Given passage:
It will not ramble into dark jungles or forests unless these areas are degraded or damaged by fire, logging, or other events that knock down trees and let in the sun. When these events occur, West Indian Lantana quickly follows.

Should You Grow West Indian Lantana? 

Despite its downsides, there are some excellent reasons to plant West Indian Lantana. 

For example:

  • Because it is very drought tolerant, it can provide great color and interest while conserving water.
  • The plants’ abundant, fragrant blooms help attract beneficial insects and birds to your garden. 
  • When used as a ground cover on a slope, it can help prevent erosion. 
  • The scent of the leaves is repellent to deer and rabbits. 
  • Insect pests typically leave this plant alone.

When planted on purpose, Common Lantana is best planted in well-draining soil in a setting that offers full sun; however, it can also thrive when planted in a bed that receives partial sun, in planters, or hanging baskets, and more. 

How To Grow West Indian Lantana?

Nothing could be simpler than caring for this rugged, versatile, assertive plant. 

Follow these simple instructions: 

1. Plant it in the sun. Shrub Verbena prefers a setting that receives at least six hours a day of bright, direct sunlight. 

2. Provide good drainage. When planting in the landscape, amend the soil generously with organic matter to improve drainage. Work in fine gravel or coarse sand if your soil has heavy clay content.

Exercise objective:
Can you copy the lantana text word for word, beginning at the words "Despite its downsides, there" and stopping after "to your garden."?

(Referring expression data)
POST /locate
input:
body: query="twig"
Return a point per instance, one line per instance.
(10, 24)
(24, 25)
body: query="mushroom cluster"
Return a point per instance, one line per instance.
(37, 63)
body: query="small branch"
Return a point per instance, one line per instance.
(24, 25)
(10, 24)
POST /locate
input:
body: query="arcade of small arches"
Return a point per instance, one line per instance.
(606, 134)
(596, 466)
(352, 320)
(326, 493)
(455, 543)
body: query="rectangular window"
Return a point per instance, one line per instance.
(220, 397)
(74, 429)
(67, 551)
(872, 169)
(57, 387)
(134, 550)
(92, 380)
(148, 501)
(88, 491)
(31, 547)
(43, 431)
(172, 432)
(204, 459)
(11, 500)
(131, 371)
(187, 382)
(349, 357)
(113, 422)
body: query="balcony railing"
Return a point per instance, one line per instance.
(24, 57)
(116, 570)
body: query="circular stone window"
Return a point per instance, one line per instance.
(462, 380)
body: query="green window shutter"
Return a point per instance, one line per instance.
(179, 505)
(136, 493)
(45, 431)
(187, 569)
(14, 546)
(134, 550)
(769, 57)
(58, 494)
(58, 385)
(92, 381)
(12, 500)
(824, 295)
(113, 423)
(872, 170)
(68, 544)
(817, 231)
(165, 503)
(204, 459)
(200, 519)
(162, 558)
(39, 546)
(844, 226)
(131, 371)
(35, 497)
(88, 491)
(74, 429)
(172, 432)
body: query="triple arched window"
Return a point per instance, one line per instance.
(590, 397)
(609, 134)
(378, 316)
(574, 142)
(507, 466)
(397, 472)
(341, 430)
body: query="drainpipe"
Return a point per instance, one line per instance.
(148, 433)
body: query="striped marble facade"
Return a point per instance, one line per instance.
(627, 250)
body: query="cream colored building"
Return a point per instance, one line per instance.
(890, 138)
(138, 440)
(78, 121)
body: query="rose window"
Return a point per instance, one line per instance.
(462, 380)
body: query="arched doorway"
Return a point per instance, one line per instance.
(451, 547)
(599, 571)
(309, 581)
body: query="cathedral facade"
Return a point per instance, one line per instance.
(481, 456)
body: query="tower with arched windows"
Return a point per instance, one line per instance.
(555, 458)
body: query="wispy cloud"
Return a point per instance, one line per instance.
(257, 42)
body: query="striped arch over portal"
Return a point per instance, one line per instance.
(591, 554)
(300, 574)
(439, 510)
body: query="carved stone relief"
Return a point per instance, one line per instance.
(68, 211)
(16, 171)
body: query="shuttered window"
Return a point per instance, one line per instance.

Completed task:
Despite its downsides, there are some excellent reasons to plant West Indian Lantana. 

For example:

  • Because it is very drought tolerant, it can provide great color and interest while conserving water.
  • The plants’ abundant, fragrant blooms help attract beneficial insects and birds to your garden.